**DIRECTIVE:** Extract the complete listing and repeat it word for word.
[Start]
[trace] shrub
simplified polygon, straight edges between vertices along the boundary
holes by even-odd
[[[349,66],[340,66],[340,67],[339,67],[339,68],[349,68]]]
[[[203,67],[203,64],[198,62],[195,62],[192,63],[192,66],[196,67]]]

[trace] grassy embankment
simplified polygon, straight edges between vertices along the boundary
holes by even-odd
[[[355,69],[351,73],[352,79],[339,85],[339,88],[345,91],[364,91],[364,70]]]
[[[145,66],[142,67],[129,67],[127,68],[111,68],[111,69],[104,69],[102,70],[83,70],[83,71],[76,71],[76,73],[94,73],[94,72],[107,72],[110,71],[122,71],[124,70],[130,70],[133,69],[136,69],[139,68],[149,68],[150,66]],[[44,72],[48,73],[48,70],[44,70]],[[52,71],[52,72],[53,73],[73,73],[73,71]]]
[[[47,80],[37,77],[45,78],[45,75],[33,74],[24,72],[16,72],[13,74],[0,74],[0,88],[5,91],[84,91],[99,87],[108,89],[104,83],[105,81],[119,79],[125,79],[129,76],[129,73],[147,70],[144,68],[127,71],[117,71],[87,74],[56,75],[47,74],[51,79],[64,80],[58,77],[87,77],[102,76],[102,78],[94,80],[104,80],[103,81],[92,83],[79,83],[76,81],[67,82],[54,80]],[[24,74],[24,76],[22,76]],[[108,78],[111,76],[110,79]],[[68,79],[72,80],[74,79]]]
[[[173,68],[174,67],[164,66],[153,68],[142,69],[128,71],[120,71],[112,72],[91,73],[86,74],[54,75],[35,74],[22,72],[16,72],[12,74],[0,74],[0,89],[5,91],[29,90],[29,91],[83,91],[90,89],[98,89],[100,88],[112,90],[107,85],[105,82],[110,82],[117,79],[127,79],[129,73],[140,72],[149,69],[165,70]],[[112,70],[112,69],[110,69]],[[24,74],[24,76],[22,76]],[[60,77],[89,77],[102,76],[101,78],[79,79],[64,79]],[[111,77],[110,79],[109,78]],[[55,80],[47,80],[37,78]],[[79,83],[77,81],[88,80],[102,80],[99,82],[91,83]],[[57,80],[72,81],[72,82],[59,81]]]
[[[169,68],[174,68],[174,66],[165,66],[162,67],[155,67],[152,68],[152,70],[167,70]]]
[End]
**THE OUTPUT:**
[trace] shrub
simplified polygon, straight edges between vertices along the boundary
holes by even-odd
[[[349,66],[340,66],[340,67],[339,67],[339,68],[349,68]]]
[[[203,67],[203,64],[198,62],[195,62],[192,63],[192,66],[196,67]]]

[trace] grassy embankment
simplified polygon, straight edges between vertices along the boundary
holes by even-odd
[[[355,69],[351,73],[352,79],[339,85],[339,88],[345,91],[364,91],[364,70]]]
[[[145,66],[142,67],[129,67],[127,68],[111,68],[111,69],[104,69],[102,70],[83,70],[83,71],[76,71],[76,73],[94,73],[94,72],[107,72],[110,71],[122,71],[124,70],[130,70],[133,69],[136,69],[139,68],[149,68],[150,66]],[[44,72],[48,73],[48,70],[44,70]],[[52,71],[52,72],[53,73],[73,73],[73,71]]]
[[[47,80],[37,77],[45,78],[45,75],[33,74],[24,72],[16,72],[13,74],[0,74],[0,88],[5,91],[84,91],[99,87],[108,89],[104,83],[105,81],[119,79],[125,79],[129,76],[129,73],[147,70],[144,68],[127,71],[117,71],[87,74],[56,75],[47,74],[51,79],[64,80],[58,77],[87,77],[102,76],[102,78],[94,80],[104,80],[103,81],[92,83],[79,83],[76,81],[67,82],[54,80]],[[24,74],[24,76],[22,76]],[[108,78],[111,76],[110,79]],[[68,79],[72,80],[74,79]]]
[[[173,68],[174,67],[164,66],[153,68],[142,69],[128,71],[120,71],[112,72],[91,73],[86,74],[54,75],[35,74],[22,72],[16,72],[12,74],[0,74],[0,89],[5,91],[29,90],[29,91],[83,91],[90,89],[98,89],[100,88],[112,90],[107,85],[105,82],[110,82],[117,79],[127,79],[129,73],[140,72],[149,69],[165,70]],[[112,70],[112,69],[110,69]],[[24,74],[24,76],[22,76]],[[60,77],[89,77],[102,76],[101,78],[79,79],[64,79]],[[111,77],[110,79],[109,78]],[[55,80],[47,80],[37,78]],[[79,83],[77,81],[88,80],[102,80],[99,82],[91,83]],[[57,80],[72,81],[72,82],[59,81]]]
[[[169,68],[174,68],[174,66],[165,66],[162,67],[155,67],[152,68],[152,70],[167,70]]]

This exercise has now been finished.